- **DO THIS**:
Give only the number of lines in the entries below that contain the string "green", matching case exactly.

begin PROVIDED RECORDS

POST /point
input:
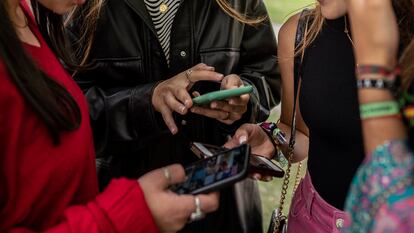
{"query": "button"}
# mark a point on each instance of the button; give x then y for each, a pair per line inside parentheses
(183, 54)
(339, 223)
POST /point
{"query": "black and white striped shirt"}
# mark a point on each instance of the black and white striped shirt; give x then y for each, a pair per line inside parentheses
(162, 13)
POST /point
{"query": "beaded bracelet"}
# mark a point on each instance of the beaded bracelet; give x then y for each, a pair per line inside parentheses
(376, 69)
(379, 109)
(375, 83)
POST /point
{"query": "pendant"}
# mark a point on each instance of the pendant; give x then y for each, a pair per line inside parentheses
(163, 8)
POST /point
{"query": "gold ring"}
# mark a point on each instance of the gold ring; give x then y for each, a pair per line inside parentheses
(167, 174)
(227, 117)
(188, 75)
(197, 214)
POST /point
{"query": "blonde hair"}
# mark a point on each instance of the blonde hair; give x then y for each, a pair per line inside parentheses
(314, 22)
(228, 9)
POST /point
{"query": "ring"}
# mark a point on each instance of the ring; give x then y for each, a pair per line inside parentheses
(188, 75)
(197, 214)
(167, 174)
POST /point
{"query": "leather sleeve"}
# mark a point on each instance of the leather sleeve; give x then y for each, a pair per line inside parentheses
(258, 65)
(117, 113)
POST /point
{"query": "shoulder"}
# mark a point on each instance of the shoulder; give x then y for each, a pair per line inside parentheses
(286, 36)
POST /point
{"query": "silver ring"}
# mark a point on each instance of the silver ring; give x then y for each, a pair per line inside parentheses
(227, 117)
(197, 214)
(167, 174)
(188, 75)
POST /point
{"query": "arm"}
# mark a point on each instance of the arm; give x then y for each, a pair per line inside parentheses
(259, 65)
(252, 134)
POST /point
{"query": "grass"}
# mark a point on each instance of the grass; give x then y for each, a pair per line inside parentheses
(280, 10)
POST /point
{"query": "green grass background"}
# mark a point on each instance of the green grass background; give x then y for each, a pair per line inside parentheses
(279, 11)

end PROVIDED RECORDS
begin PROVIDED RECORDS

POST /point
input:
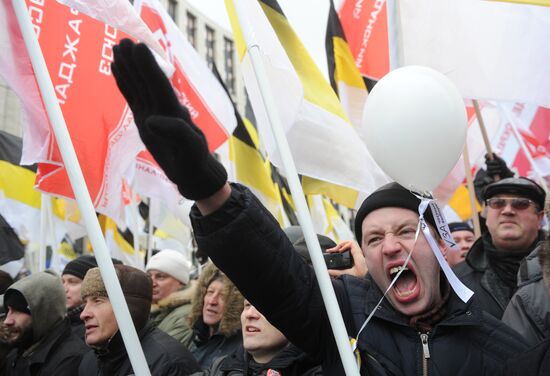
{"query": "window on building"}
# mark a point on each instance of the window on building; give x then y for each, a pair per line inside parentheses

end PROVIDED RECORDS

- **EXERCISE RESPONSE**:
2